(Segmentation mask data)
+ + + +
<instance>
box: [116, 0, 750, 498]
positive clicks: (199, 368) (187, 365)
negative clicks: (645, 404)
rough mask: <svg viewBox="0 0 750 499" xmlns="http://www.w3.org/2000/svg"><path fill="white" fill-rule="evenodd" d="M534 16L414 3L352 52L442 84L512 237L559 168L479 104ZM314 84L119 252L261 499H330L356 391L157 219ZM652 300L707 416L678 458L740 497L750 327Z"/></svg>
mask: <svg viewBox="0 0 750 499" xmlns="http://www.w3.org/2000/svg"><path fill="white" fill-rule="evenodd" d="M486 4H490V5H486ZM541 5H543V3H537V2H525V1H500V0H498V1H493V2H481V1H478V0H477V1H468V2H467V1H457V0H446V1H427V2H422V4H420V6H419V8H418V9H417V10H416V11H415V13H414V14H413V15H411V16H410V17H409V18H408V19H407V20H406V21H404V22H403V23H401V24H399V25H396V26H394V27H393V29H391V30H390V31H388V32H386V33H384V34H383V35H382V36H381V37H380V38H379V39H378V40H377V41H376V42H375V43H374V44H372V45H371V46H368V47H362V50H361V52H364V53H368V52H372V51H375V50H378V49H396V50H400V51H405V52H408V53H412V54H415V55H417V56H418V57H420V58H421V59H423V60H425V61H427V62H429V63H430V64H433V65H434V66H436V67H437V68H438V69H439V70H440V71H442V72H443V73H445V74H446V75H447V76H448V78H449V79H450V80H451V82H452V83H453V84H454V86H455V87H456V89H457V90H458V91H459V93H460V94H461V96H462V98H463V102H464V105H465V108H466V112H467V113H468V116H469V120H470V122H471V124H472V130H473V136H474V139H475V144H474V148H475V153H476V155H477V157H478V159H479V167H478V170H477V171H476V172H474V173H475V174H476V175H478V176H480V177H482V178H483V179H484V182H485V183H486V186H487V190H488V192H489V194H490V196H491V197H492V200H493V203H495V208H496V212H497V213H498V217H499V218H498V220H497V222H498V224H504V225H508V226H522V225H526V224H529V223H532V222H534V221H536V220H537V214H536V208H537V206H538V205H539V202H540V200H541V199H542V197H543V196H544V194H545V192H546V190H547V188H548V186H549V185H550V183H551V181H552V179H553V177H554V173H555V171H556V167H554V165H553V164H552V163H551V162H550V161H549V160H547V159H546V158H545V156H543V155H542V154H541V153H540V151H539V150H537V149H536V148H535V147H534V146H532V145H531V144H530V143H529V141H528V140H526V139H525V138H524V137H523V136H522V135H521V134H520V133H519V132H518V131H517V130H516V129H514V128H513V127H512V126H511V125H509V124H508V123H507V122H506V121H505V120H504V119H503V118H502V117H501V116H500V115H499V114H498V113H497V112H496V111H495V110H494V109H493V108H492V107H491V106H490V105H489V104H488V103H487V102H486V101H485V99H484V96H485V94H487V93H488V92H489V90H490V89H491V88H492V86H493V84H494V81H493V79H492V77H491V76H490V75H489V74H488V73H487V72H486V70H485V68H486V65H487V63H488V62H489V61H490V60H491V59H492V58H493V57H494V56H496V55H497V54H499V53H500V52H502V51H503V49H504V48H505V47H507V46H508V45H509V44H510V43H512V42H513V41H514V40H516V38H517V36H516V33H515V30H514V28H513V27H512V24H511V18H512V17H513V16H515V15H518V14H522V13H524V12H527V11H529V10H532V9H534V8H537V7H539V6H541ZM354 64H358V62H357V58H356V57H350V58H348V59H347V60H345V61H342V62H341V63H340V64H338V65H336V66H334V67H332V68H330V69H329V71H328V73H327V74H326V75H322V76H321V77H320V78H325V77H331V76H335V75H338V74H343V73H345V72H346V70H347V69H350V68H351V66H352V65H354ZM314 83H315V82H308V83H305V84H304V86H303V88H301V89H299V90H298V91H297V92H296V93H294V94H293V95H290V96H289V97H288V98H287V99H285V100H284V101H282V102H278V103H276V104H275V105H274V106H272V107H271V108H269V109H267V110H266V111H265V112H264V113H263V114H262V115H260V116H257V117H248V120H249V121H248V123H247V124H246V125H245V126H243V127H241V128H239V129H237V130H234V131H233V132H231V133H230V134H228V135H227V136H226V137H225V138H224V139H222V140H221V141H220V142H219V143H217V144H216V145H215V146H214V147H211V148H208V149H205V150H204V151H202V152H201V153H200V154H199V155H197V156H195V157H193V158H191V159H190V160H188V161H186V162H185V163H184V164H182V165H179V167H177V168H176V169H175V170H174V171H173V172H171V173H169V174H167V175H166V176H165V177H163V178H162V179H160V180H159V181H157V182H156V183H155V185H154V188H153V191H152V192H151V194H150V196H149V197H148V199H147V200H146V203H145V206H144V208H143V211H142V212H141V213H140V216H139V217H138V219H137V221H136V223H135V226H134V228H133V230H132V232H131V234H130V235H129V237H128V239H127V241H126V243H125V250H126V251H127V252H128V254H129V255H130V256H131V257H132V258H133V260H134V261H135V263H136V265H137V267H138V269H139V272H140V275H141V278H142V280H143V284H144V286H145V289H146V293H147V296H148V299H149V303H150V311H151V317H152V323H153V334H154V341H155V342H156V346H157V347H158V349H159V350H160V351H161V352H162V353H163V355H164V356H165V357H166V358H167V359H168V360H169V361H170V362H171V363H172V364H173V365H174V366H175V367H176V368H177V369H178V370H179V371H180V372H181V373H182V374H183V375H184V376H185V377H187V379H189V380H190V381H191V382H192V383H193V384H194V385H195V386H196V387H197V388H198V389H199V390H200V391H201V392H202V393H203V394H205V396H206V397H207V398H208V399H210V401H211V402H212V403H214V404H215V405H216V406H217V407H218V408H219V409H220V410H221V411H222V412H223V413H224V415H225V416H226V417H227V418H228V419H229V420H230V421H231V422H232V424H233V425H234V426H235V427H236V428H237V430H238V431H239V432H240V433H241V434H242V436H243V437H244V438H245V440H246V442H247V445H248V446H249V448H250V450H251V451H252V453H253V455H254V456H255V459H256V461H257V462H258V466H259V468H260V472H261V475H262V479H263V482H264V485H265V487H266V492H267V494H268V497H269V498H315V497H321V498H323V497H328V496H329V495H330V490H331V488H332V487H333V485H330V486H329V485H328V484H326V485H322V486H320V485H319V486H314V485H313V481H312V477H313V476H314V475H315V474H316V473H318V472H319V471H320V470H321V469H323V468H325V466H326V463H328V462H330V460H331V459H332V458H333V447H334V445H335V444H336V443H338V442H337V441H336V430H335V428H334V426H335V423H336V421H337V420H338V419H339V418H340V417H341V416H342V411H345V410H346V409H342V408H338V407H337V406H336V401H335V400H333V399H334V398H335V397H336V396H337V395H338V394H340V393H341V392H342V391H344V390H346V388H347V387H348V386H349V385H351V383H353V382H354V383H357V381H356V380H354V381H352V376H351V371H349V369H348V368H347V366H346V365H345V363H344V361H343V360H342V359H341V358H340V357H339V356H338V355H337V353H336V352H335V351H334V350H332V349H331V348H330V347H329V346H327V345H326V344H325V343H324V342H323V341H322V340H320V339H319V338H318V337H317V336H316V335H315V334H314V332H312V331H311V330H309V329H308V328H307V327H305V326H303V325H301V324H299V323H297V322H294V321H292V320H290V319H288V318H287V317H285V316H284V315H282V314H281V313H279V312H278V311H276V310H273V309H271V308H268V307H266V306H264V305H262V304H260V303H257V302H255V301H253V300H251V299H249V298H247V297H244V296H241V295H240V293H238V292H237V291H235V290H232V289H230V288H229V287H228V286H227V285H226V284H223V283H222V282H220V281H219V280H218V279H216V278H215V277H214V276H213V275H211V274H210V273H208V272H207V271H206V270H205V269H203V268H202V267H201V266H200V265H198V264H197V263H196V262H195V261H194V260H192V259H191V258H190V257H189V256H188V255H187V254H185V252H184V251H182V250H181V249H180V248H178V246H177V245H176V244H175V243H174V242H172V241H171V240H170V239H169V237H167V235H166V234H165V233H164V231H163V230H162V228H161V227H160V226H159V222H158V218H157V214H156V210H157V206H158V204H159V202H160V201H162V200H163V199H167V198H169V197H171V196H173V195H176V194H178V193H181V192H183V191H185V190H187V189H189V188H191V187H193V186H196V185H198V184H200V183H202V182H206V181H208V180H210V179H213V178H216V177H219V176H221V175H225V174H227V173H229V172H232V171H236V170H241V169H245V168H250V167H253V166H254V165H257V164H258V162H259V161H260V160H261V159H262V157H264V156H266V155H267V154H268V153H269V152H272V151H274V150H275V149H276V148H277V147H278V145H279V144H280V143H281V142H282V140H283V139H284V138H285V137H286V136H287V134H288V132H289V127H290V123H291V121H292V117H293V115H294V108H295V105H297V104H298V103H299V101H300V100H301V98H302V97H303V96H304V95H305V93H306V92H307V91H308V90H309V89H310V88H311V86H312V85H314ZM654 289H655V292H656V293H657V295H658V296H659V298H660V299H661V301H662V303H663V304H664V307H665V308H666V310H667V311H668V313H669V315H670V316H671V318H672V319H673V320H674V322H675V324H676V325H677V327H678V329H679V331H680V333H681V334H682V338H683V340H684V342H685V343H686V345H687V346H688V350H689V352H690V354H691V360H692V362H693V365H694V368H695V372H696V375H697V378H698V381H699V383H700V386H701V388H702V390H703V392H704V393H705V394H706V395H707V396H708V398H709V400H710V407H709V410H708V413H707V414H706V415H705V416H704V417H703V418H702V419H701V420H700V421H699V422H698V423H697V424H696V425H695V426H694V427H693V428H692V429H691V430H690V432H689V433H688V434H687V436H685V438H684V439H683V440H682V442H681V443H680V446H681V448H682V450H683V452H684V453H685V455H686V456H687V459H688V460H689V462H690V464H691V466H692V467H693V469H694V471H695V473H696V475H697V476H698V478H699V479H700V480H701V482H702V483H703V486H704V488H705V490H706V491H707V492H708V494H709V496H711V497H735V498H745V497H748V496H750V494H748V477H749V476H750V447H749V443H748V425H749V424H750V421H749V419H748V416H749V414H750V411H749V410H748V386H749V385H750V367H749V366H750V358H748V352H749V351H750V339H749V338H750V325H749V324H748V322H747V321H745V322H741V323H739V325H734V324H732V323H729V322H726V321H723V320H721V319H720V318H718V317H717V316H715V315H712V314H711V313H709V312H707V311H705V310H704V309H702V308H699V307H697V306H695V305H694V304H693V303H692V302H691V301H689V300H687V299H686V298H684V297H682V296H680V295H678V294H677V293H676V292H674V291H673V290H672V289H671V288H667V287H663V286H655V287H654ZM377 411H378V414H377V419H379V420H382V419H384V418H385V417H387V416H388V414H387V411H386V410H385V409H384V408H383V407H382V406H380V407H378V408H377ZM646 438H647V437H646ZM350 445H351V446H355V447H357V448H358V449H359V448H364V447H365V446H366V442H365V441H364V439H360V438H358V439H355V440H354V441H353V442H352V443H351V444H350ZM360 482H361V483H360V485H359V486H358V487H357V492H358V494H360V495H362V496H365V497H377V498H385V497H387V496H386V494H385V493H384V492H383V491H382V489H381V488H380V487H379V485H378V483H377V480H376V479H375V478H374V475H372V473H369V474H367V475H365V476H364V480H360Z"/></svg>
+ + + +
--- EXERCISE GOAL ---
Return the lines of the listing from its start through the line containing "rough mask: <svg", both ends included, copied exactly.

--- RESPONSE ---
<instance>
box: [116, 0, 750, 498]
positive clicks: (199, 368) (187, 365)
negative clicks: (645, 404)
rough mask: <svg viewBox="0 0 750 499" xmlns="http://www.w3.org/2000/svg"><path fill="white" fill-rule="evenodd" d="M534 16L414 3L352 52L442 84L512 237L559 168L479 104ZM314 84L119 252L261 499H330L356 391L157 219ZM652 300L707 416L678 458L740 497L750 327Z"/></svg>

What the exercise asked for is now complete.